> _Region pointing data_
- - -

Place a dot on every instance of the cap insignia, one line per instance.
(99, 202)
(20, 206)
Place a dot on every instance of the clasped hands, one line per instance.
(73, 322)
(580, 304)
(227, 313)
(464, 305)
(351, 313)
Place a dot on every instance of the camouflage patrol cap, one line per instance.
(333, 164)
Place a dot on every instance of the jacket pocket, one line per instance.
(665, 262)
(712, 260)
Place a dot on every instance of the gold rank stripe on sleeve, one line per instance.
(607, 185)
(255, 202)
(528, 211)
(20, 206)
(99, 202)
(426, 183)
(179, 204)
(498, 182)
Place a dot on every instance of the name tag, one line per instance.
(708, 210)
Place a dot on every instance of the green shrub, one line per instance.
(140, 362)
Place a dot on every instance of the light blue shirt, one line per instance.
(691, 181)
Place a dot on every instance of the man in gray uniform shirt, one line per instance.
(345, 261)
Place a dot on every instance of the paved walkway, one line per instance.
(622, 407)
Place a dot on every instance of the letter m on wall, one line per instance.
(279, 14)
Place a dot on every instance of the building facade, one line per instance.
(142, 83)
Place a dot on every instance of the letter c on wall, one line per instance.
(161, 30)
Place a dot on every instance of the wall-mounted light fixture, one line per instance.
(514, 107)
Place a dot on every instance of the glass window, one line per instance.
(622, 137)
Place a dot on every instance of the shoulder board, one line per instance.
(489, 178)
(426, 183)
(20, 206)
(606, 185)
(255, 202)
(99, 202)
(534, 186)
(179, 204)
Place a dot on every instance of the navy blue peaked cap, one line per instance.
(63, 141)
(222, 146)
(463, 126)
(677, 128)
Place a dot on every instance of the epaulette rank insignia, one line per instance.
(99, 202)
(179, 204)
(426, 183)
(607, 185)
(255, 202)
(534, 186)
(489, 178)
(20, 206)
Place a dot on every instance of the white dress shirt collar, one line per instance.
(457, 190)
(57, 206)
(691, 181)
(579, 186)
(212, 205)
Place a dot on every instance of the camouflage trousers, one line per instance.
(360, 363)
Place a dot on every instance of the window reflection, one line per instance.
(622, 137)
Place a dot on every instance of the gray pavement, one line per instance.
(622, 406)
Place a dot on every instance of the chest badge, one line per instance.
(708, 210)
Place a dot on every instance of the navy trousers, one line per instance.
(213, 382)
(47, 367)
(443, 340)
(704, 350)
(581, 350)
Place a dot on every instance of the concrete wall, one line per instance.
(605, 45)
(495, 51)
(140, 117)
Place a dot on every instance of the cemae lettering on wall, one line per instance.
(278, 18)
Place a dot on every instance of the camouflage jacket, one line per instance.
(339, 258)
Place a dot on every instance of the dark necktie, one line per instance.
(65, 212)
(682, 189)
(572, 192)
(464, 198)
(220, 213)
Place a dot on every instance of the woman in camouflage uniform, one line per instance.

- - -

> _What the task asks_
All the lines above must appear again in the answer, word for word.

> _Result below_
Place a dot on every instance of the cap insignia, one line per instance.
(99, 202)
(20, 206)
Place a dot on every instance of the clasped hands, one line per instance.
(73, 322)
(580, 304)
(227, 313)
(464, 305)
(351, 313)
Place a dot on every instance of the camouflage patrol cap, one line per instance.
(333, 164)
Place a dot on every instance of the jacket pocket, one line per instance.
(665, 262)
(712, 260)
Place a dot on every instance of the gold rank stripe on sleeve, one line per instance.
(607, 185)
(255, 202)
(528, 211)
(20, 206)
(99, 202)
(426, 183)
(179, 204)
(498, 182)
Place a dot on every instance of the name tag, one line per instance.
(708, 210)
Place a dot on every instance of the green shrub, one line per instance.
(140, 362)
Place a dot on every instance of the light blue shirt, one line per instance.
(691, 181)
Place a dot on every instance of the man in gray uniform shirt, one line per instance.
(345, 261)
Place a dot on every instance of the paved walkway, one line per instance.
(622, 407)
Place a dot on every instance of the letter m on wall, one line per instance.
(279, 14)
Place a dot on every instance of the building facade, one line per instance.
(142, 83)
Place a dot on every instance of the letter c on wall, one line per instance.
(161, 30)
Place a dot on every instance of the wall-mounted light fixture, one line per instance.
(514, 107)
Place a dot on every instance of the glass window, one line per instance.
(622, 137)
Place a dot on every instance of the shoulder board, one line per instance.
(489, 178)
(426, 183)
(20, 206)
(606, 185)
(255, 202)
(99, 202)
(534, 186)
(179, 204)
Place a dot on every instance of the navy blue peaked cap, one line per instance.
(63, 141)
(222, 146)
(463, 126)
(677, 128)
Place a dot on every instance of the epaulette rank insignia, one line per instance.
(99, 202)
(179, 204)
(426, 183)
(607, 185)
(255, 202)
(534, 186)
(489, 178)
(20, 206)
Place a dot on every instance of the white dress shirt collar, one line per instance.
(457, 190)
(57, 206)
(691, 181)
(579, 186)
(212, 205)
Place a dot on every instance of the camouflage trousers, one line per instance.
(360, 363)
Place a dot on every instance of the window reflection, one line per instance.
(622, 137)
Place a dot on every instance of the gray pavement, one line per instance.
(622, 406)
Place a dot on every instance of the chest badge, one line per instance.
(708, 210)
Place a dot on every instance of the navy trousers, one line per instance.
(213, 382)
(47, 367)
(443, 340)
(704, 350)
(581, 350)
Place a dot on every instance of the concrete wall, one line per instance.
(605, 45)
(495, 51)
(140, 117)
Place a dot on every instance of the cemae lettering on wall, one line per instance.
(278, 18)
Place a dot on every instance of the camouflage jacket, one line per instance.
(339, 258)
Place a dot on every instance of the dark necktie, one line per instance.
(65, 212)
(682, 189)
(572, 192)
(464, 198)
(220, 213)
Place a dot on every instance of the woman in camouflage uniform, one line per instance.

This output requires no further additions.